§ **Supplied information**
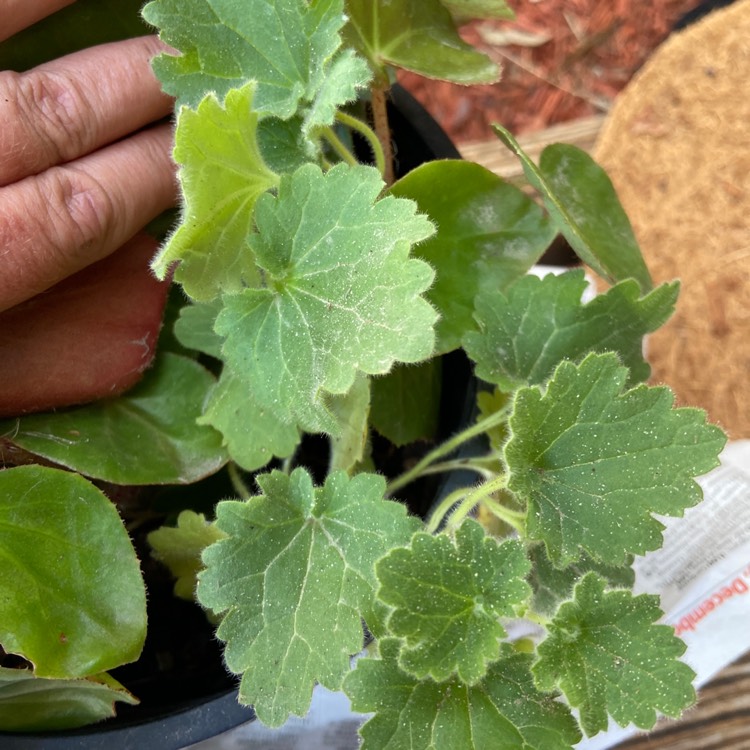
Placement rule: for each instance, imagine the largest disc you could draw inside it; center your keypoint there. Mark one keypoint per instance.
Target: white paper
(702, 574)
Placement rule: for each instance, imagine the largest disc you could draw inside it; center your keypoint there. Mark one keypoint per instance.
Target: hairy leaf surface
(73, 601)
(526, 332)
(252, 434)
(283, 45)
(36, 704)
(554, 585)
(341, 295)
(489, 234)
(221, 174)
(593, 463)
(418, 35)
(585, 208)
(148, 435)
(447, 597)
(607, 656)
(293, 577)
(504, 710)
(180, 548)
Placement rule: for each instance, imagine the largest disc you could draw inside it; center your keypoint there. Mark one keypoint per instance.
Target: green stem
(378, 98)
(370, 136)
(472, 464)
(238, 482)
(511, 517)
(338, 146)
(480, 494)
(443, 509)
(446, 448)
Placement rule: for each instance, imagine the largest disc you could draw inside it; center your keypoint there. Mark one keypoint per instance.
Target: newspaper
(702, 574)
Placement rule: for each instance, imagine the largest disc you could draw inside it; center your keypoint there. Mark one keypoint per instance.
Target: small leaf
(194, 328)
(294, 576)
(35, 704)
(417, 35)
(504, 710)
(480, 9)
(284, 46)
(342, 293)
(147, 436)
(554, 585)
(489, 234)
(251, 433)
(526, 332)
(351, 412)
(180, 548)
(447, 597)
(607, 656)
(406, 402)
(593, 463)
(584, 206)
(73, 601)
(221, 175)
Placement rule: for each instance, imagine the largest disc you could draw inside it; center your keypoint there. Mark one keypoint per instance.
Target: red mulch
(571, 59)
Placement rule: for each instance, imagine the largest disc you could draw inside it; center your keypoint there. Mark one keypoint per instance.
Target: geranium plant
(320, 297)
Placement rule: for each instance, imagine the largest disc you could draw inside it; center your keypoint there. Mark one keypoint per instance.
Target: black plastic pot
(199, 701)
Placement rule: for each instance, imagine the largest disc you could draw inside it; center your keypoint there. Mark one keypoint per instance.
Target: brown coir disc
(677, 147)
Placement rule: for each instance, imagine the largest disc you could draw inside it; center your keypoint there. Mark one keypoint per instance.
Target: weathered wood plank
(497, 158)
(720, 720)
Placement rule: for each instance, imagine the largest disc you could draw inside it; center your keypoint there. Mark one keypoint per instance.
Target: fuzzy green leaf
(503, 711)
(293, 577)
(585, 208)
(479, 9)
(35, 704)
(221, 175)
(251, 433)
(553, 585)
(283, 45)
(148, 435)
(489, 234)
(607, 656)
(406, 402)
(342, 293)
(593, 463)
(537, 323)
(417, 35)
(447, 597)
(180, 548)
(73, 601)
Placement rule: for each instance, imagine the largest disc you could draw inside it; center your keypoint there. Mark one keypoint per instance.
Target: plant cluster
(319, 298)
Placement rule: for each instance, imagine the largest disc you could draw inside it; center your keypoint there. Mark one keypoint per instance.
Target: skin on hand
(82, 170)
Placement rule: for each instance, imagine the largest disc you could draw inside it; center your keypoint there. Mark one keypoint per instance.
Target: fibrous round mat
(677, 147)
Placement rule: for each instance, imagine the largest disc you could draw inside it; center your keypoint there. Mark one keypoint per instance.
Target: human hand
(81, 172)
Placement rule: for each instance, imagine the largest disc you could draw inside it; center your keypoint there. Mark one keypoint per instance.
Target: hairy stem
(446, 448)
(380, 120)
(480, 494)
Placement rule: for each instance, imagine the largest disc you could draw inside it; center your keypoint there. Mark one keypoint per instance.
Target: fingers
(18, 14)
(69, 107)
(57, 222)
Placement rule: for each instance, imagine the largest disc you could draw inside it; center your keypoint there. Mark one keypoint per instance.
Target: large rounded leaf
(147, 436)
(489, 234)
(72, 600)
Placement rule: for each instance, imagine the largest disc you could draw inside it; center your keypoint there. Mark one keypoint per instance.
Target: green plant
(319, 300)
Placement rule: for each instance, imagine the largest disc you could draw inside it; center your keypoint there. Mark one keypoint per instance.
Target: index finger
(18, 14)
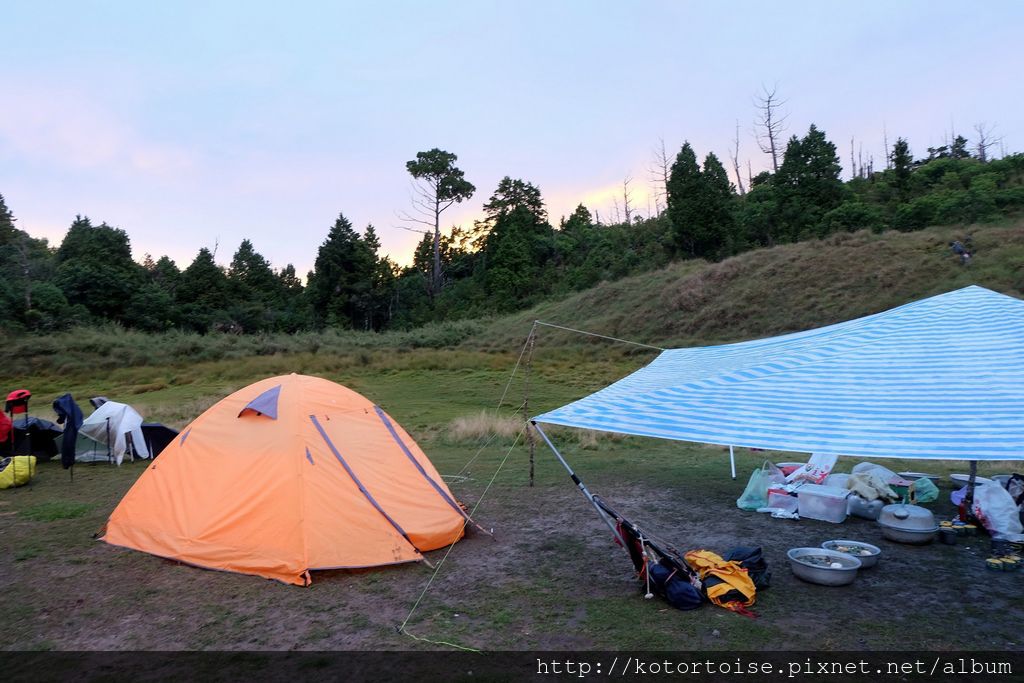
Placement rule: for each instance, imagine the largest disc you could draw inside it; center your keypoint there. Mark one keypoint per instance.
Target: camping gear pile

§ **Problem requirements**
Repeat the data word for word; drop the pictures.

§ **Result**
Placement rule: for each instance, imagine the largest disc you could draw inside it; center your keypoint there. Mark one keypoint per instance.
Target: white paper
(702, 574)
Placement rule: for each instance, imagine the largest disc you could draw inside it; center your keypoint there. Mark one keypoint per instance.
Target: hairy leaf surface
(73, 601)
(526, 332)
(252, 434)
(283, 45)
(36, 704)
(554, 585)
(341, 295)
(489, 234)
(221, 174)
(593, 463)
(418, 35)
(585, 208)
(148, 435)
(447, 597)
(607, 656)
(293, 577)
(504, 710)
(180, 548)
Placement rule: for each instance, imagine the largest disc you could draw inside it; center your keypoint there. Mark one keypoint per instance.
Target: green stem
(378, 98)
(370, 136)
(472, 464)
(238, 482)
(511, 517)
(338, 146)
(480, 494)
(443, 509)
(446, 448)
Placement rule: for each instance, imagine the largest disc you could draw inside it; center your keypoint there. Mark one keypoint per instance.
Target: newspaper
(702, 574)
Placement rule: for each instance, imagine the largest disc you could draw inside it; center your keypoint there. Mark one keypoint per instance.
Target: small leaf
(194, 328)
(294, 576)
(35, 704)
(417, 35)
(504, 710)
(480, 9)
(284, 46)
(342, 293)
(147, 436)
(554, 585)
(489, 234)
(251, 433)
(526, 332)
(351, 412)
(180, 548)
(447, 597)
(607, 656)
(406, 402)
(593, 463)
(584, 206)
(73, 601)
(221, 175)
Placement rule: for each instance, imagine the largest disc you could draw inside it; center your keypoint there. Mark one keypoint per instance.
Target: red mulch
(571, 59)
Placement rule: for each instance, imagine the largest disc you could draw inside it; center your keypoint there. Mark one keypoint per instance.
Target: geranium plant
(320, 297)
Placement rule: for each instance, imagine the largest disc you could draw inside it; center your keypoint there. Mark one keypoint per instance.
Target: black plastic pot
(199, 701)
Placement rule: for each instance, imagine the largest disc you could draw inside it; center your keypoint there. Mark one keypoint per instance.
Target: brown coir disc
(677, 147)
Placement rule: for each instance, imagine the largest disc you could draw inside it; center your keypoint there. Mark one keypoint per instance.
Target: weathered wood plank
(497, 158)
(720, 720)
Placement rule: for each instance, imagine the largest disc you could draw inside it; center your keypoint there. Mark one keypoint per instance.
Target: fuzzy green leaf
(503, 711)
(293, 577)
(585, 208)
(479, 9)
(35, 704)
(221, 175)
(251, 433)
(553, 585)
(283, 45)
(148, 435)
(489, 234)
(607, 656)
(406, 402)
(342, 293)
(593, 463)
(537, 323)
(417, 35)
(447, 597)
(180, 548)
(73, 601)
Placement rule: for each instance, imagine the largest disc you could draw inside it; center your keypoint there. Mark one keypoint per instance.
Target: plant cluster
(319, 298)
Placement rule: for each instance, imagine the largest disc you could draw inside it; center your keypoint there. Mark one keypoint per instance.
Target: skin on hand
(82, 170)
Placement rule: for each instance, imagine the largest disc you could draw inside it; center your keypoint there. Mark one keypoint per instance.
Target: fibrous round mat
(677, 147)
Placement rule: for each instance, imagine the largest disc you could draw inside it; center your keypoint there. Mark one keypoint per instance.
Target: human hand
(81, 172)
Placement rule: for each instance, imagine the largest disc you could draw inside it; center your keypoint there. Mark one keypoint per instance.
Target: hairy stem
(446, 448)
(380, 120)
(480, 494)
Placement rule: for each instance, imagine the largest disc you could draw inside it; center your keypoint there. Mark one keypoint per instance.
Target: fingers
(18, 14)
(69, 107)
(57, 222)
Placement rule: for each instance, imagine the largest disc you could draw inside it; center your keypoint there. Mark one keypoint per instance.
Target: large rounded leaf
(147, 436)
(489, 234)
(72, 600)
Placement rule: for each instance, imagine the largest disc you could draw inside it; center your keypoint there. Mark one keypoint per instance.
Target: green plant
(319, 300)
Placement rule: for each instance, imagine the largest disc you could draw inside it; center your keypoint there. Mark one keypoint per instance.
Target: index finger
(18, 14)
Placement rule: for each instance, imagine the largest disc you could draw inside it; center your keypoint there. Mark one keypoint per instance.
Target: camping gear pile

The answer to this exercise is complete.